HOW TO COMPLETE THIS TASK
Restate the whole of the data below word for word, skipping the images.

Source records
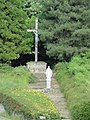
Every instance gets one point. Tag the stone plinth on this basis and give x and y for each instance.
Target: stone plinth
(37, 67)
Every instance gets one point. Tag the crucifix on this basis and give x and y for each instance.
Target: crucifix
(35, 31)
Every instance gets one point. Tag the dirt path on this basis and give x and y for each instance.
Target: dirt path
(55, 94)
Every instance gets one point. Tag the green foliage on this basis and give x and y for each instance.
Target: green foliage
(14, 39)
(74, 79)
(30, 104)
(64, 27)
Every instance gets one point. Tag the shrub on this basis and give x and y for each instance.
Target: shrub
(75, 85)
(31, 104)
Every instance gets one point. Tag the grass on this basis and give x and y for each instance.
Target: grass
(19, 100)
(74, 79)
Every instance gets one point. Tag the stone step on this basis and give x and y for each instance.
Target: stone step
(54, 94)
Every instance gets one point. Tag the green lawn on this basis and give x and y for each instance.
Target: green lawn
(19, 100)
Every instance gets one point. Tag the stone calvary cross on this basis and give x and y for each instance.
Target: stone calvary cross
(35, 31)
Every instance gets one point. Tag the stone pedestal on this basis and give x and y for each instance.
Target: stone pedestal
(37, 67)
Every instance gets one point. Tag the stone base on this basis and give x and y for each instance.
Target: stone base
(37, 67)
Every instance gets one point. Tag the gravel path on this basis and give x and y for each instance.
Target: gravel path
(55, 94)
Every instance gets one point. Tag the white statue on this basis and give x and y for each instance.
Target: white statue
(48, 77)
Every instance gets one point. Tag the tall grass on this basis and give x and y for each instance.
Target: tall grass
(74, 79)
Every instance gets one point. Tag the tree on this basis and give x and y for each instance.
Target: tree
(65, 27)
(14, 39)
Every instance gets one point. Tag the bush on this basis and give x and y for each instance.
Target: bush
(31, 104)
(74, 79)
(81, 111)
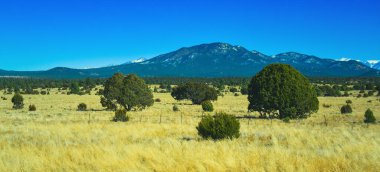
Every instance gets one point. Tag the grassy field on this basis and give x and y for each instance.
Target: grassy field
(58, 138)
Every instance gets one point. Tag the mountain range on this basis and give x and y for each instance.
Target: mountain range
(212, 60)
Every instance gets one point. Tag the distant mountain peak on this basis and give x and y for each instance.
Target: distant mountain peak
(214, 60)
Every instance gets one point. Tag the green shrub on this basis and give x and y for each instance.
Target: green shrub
(220, 126)
(346, 109)
(18, 101)
(348, 102)
(32, 108)
(346, 94)
(296, 99)
(207, 106)
(233, 90)
(175, 108)
(369, 117)
(82, 107)
(196, 92)
(286, 119)
(120, 116)
(326, 105)
(371, 93)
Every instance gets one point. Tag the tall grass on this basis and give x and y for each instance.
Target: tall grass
(59, 138)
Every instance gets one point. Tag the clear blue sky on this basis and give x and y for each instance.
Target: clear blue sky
(37, 35)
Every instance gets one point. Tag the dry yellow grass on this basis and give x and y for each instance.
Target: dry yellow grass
(58, 138)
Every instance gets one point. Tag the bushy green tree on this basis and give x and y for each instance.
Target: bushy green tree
(369, 117)
(233, 90)
(220, 126)
(129, 92)
(207, 106)
(120, 116)
(244, 90)
(32, 108)
(74, 88)
(281, 91)
(82, 107)
(175, 108)
(346, 109)
(196, 92)
(18, 101)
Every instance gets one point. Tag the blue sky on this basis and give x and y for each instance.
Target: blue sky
(37, 35)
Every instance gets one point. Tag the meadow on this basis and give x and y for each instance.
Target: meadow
(57, 137)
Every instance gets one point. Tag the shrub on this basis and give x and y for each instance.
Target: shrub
(346, 109)
(175, 108)
(233, 90)
(207, 106)
(286, 119)
(346, 94)
(82, 107)
(297, 98)
(371, 93)
(32, 108)
(220, 126)
(120, 116)
(129, 91)
(326, 105)
(369, 117)
(349, 102)
(18, 101)
(244, 90)
(196, 92)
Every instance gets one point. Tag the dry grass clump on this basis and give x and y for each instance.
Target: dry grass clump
(58, 138)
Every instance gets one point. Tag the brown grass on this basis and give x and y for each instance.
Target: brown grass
(58, 138)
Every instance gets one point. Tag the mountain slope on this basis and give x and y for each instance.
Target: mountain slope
(212, 60)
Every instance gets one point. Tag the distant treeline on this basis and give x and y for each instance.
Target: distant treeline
(324, 84)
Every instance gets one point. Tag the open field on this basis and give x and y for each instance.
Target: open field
(58, 138)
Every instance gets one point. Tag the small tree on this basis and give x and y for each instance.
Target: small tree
(120, 116)
(129, 92)
(346, 109)
(348, 102)
(196, 92)
(18, 101)
(82, 107)
(74, 88)
(233, 90)
(175, 108)
(207, 106)
(281, 91)
(32, 108)
(244, 90)
(369, 117)
(220, 126)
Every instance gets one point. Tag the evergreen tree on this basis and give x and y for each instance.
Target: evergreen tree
(281, 91)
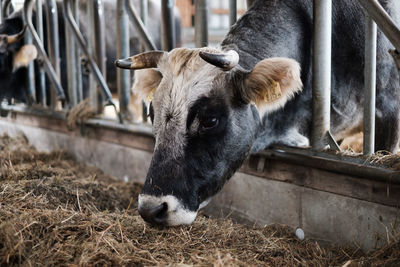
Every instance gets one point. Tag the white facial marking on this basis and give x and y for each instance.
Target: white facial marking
(205, 203)
(176, 213)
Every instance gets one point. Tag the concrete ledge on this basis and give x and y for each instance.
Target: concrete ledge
(328, 206)
(322, 215)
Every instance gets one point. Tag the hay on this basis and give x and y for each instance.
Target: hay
(80, 113)
(55, 211)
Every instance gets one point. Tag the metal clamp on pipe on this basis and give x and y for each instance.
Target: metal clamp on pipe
(36, 40)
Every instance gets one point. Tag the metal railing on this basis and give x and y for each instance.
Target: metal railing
(321, 75)
(92, 49)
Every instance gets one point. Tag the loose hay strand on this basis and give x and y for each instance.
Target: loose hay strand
(54, 213)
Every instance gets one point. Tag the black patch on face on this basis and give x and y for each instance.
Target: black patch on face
(195, 175)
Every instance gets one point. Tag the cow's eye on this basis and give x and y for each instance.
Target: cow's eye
(209, 123)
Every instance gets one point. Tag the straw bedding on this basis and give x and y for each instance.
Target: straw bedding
(57, 212)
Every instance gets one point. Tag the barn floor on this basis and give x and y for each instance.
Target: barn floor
(55, 211)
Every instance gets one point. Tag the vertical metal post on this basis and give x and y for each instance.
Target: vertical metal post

SOLVED PROBLEM
Every instance gets one point. Tag the stone plinth on this basis and give x and y for each instance.
Target: stone plinth
(37, 67)
Every instance gets one point. Tag the crucifix on this basis and give x and y for each instance.
Target: crucifix
(35, 31)
Every instance gets one point. Tag the dirt path on this basis and give x and y for each instance.
Target: dirt path
(55, 94)
Every instance gets one point. Tag the green foliage on this basis and give x and y for each instance.
Target: green foliage
(14, 39)
(74, 79)
(30, 104)
(64, 27)
Every instance gets one point. Tag the shrub on this basis and give x and y for each instance.
Target: shrub
(75, 85)
(31, 104)
Every instance gets one point. Tag the grass on this basis and give x and y for each instance.
Target: grass
(19, 100)
(74, 79)
Every instance gets one point. Tag the stone step on this basis and give x and y for each instance.
Target: stone step
(54, 94)
Every instance gets one point. Tag the green lawn on this basis and give x and y for each instance.
Target: green lawn
(19, 100)
Every instance gets one point. Tag the stone calvary cross on this basis and give x and y for each instance.
Target: stone calvary cross
(35, 31)
Every instance gets one point. Tag the stone pedestal on this basis and give x and y for each instance.
Target: stone pedestal
(37, 67)
Every instance gets one point. Tag the stone base on this basis and give x and y for each instance.
Target: stone base
(37, 67)
Every instance gets one point. Tag the gravel path on this basis and give x and y for each instance.
Target: gravel path
(55, 94)
Every instance gets one point. Tag the white statue on this basis and give x and y for each instance.
Target: white statue
(48, 77)
Every instance gets one point. Tag the tall grass on this basis and give x and y for each instance.
Target: tall grass
(74, 79)
Every instance gets one point. Tag the tree on this basis and give x and y for each instance.
Target: tree
(65, 27)
(14, 39)
Every instance gets one point. Tag the bush on this basis and give x and y for each instance.
Target: bush
(31, 104)
(74, 79)
(81, 111)
Every instance gets one point. Tag the grassy field on this basis and give x and y for each instance.
Target: grassy field
(58, 138)
Every instance gets one point. Tag the mountain range on this basis and give x and y for each instance.
Target: mountain range
(212, 60)
Every instance gets one point. Tag the distant mountain peak on this basis and give x and y for each instance.
Target: distant mountain peak
(214, 60)
Every instance gets one point. Tag the green shrub on this basis and give x and y for each instance.
Target: green shrub
(220, 126)
(346, 109)
(18, 101)
(348, 102)
(32, 108)
(346, 94)
(296, 99)
(207, 106)
(233, 90)
(175, 108)
(369, 117)
(82, 107)
(196, 92)
(286, 119)
(120, 116)
(326, 105)
(371, 93)
Every instance gets one point. Tag the tall grass on this basis and give x and y for each instance.
Target: tall grass
(59, 138)
Every instance gets one point. Tag the clear blue sky on this basis and give x and y for each instance.
Target: clear blue sky
(37, 35)
Every instance gets one point. Tag the dry yellow grass on this basis and give x and y for each instance.
Target: dry yellow grass
(58, 138)
Every instance gets one point. Tag the bushy green tree on this basis and give x and y for each instance.
Target: bushy green tree
(369, 117)
(233, 90)
(220, 126)
(129, 92)
(207, 106)
(120, 116)
(244, 90)
(32, 108)
(74, 88)
(281, 91)
(82, 107)
(175, 108)
(346, 109)
(196, 92)
(18, 101)
Every instance gets one point. Tag the blue sky on this basis and give x and y for each instance.
Target: blue sky
(37, 35)
Every instance gets one point. Tag the meadow on this basis and give x and y for each instance.
Target: meadow
(57, 137)
Every instance gets one point. Tag the shrub on this basis and give x and y for each instance.
Target: shrub
(346, 109)
(175, 108)
(233, 90)
(207, 106)
(286, 119)
(346, 94)
(82, 107)
(297, 98)
(371, 93)
(32, 108)
(220, 126)
(120, 116)
(129, 91)
(326, 105)
(369, 117)
(349, 102)
(18, 101)
(244, 90)
(196, 92)
Every instance gets one point. Tag the dry grass clump on this basis and give x and y for each instance.
Target: dry grass clump
(58, 138)
Every instance gets one point. Tag the brown grass on this basis and give x and y for each instance.
Target: brown grass
(58, 138)
Every instance gets one point. Tag the mountain slope on this basis and give x and y for each instance.
Target: mountain slope
(212, 60)
Every instance gets one point. Tag the distant treeline on this basis and give x and y for each instance.
Target: distant treeline
(324, 84)
Every instance gets one point. Tag the open field on this basis and give x and y for each instance.
Target: open field
(58, 138)
Every instance gets one point. Tag the small tree on this basis and give x and y for each instance.
Target: small tree
(120, 116)
(129, 92)
(346, 109)
(348, 102)
(196, 92)
(18, 101)
(82, 107)
(74, 88)
(233, 90)
(175, 108)
(207, 106)
(281, 91)
(32, 108)
(244, 90)
(369, 117)
(220, 126)
Every instance gets one point. Tag the evergreen tree on this basis and give x and y for each instance.
Target: evergreen tree
(281, 91)
Every instance gets one point. Tag the white facial marking on this basis and give x and y for each instance.
Target: white facial marking
(205, 203)
(176, 213)
Every instance gets one point. Tag the concrete ledge on this basis and give x and y for each instance.
Target: concrete ledge
(328, 206)
(322, 215)
Every instance gets one point. Tag the hay on this basis and give x and y for each instance.
Target: hay
(80, 113)
(55, 211)
Every instance gets one point. Tag the metal clamp on pipe on this basis and give x and y for each instance.
Target: metal clamp on pipe
(36, 40)
Every instance gets one point. Tag the metal railing on this basis and give x and y for each instance.
Target: metal railing
(321, 75)
(92, 49)
Every instance gets one point. Tag the loose hay strand on this basis and give x and y for each instance.
Target: loose hay strand
(54, 213)
Every instance gets one point. Tag the black patch on face on this basis and give x and y for each instance.
Target: black patch on face
(195, 175)
Every instance gets one point. Tag the cow's eye on this basis and give x and y for each instance.
Target: cow's eye
(209, 123)
Every instance gets one point. Tag the straw bedding on this basis and give x and y for each instance.
Target: straw bedding
(57, 212)
Every instance gets one point. Tag the barn floor on this basis and give x and y for each instance.
Target: barn floor
(55, 211)
Every instance gets one point. Tag the vertical metal post on this basis and give x and y for each instance.
Target: vertical metal post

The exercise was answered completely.